### GIVEN TEXT
--- START ---

The charity supports a school for AIDS orphans at the Kibaale Community Centre in southern Uganda, not far from Lake Victoria. Moolenaar worked on the school's water supply system, and even moved to Uganda for a year, during which time he worked on Vim on a purpose-bought laptop powered by a car battery. The ICCF sends some 99.5 percent of its income to Kibaale. As the ICCF page about the school says: KCC works from a Christian base. Help is given to children of any religion.

Moolenaar last visited the school in 2020, very shortly before the beginning of the COVID-19 pandemic, and his report contains many photos from the trip. He was also a talented photographer, as evinced by the gallery on his homepage.

As Moolenaar's own introduction to Vim describes, the program began in 1988 as an Amiga application and was first released in 1991. Moolenaar started with a port of a tiny Vi-like editor for the Atari ST called Stevie. In 2000, he wrote up the story, which describes the early days. You can hear him talk about it in the video below.

Youtube Video

Vim is of course not the only re-implementation of the classic Vi editor out there, but one tribute to it is that the author of another, Xvi, reportedly switched to using Vim.

Vim reached version 9 in summer last year, and co-contributor Christian Brabandt plans to continue the project. He told the Register:

I am still deeply shocked and sad by the sudden passing by of Bram. The Vim project will certainly miss him and his guidance. I am impressed by his dedication to spending more than 30 years on a project, and I am grateful for having had the chance to work with him.

He confirmed:

We do have access to the Vim homepage and the Vim repository, and other access is currently being worked on.

--- END ---

### EXERCISE PROMPT
In the text about Vim, what editor did Moolenaar port when he started the program?

### RECORDS SHOWN
--- START ---

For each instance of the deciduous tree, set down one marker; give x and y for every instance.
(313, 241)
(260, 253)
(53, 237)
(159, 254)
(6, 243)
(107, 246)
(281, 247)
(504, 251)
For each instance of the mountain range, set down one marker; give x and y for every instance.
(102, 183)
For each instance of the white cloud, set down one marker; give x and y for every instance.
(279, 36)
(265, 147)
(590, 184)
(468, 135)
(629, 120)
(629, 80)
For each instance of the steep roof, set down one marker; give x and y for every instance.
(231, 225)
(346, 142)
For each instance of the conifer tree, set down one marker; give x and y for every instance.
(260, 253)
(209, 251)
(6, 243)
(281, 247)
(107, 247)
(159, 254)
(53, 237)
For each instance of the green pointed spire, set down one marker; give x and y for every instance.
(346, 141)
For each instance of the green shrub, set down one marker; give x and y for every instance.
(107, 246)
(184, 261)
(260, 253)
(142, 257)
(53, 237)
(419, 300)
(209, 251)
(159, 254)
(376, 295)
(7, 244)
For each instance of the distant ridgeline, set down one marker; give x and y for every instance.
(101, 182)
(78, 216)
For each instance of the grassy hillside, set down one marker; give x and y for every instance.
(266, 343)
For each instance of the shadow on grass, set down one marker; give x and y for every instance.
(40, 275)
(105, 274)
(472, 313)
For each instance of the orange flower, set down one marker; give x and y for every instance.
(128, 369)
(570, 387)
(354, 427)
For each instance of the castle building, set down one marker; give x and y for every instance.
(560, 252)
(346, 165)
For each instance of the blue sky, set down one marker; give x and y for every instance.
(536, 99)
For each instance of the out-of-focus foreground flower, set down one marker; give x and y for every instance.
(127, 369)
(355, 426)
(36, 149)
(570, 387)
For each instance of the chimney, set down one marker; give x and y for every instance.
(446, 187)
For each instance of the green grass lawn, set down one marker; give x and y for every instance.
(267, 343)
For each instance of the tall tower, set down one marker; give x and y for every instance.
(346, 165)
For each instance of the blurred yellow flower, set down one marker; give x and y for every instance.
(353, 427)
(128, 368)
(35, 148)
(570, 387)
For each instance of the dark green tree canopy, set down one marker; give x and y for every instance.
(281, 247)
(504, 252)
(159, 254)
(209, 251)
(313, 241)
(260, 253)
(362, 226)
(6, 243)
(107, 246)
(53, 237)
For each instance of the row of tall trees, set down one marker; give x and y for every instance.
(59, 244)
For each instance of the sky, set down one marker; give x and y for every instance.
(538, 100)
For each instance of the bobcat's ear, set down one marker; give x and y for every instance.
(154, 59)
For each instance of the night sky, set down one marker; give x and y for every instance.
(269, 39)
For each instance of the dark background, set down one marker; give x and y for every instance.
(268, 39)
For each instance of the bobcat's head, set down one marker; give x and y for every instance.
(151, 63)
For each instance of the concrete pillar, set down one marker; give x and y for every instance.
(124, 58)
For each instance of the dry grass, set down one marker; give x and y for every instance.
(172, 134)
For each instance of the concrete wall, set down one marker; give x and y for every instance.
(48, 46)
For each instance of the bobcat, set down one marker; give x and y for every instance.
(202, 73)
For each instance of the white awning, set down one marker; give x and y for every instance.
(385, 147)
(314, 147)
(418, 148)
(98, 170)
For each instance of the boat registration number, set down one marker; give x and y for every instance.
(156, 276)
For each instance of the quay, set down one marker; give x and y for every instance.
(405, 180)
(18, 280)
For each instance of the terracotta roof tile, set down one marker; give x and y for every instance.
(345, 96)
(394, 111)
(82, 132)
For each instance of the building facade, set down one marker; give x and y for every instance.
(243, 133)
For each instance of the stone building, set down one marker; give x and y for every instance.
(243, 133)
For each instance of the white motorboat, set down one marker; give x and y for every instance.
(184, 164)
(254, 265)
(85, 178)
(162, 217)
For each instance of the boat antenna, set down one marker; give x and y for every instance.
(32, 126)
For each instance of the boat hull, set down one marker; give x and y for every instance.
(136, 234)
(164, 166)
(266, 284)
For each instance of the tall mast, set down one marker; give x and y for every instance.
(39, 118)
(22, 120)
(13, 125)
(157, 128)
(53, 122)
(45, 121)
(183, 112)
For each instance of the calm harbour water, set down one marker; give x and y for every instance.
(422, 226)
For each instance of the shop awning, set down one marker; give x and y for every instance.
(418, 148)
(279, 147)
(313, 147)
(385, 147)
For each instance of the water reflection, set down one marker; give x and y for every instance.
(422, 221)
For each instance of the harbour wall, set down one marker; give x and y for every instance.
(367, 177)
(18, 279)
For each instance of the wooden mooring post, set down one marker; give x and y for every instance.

--- END ---

### RESULT OF THE TASK
Stevie, a tiny Vi-like editor for the Atari ST.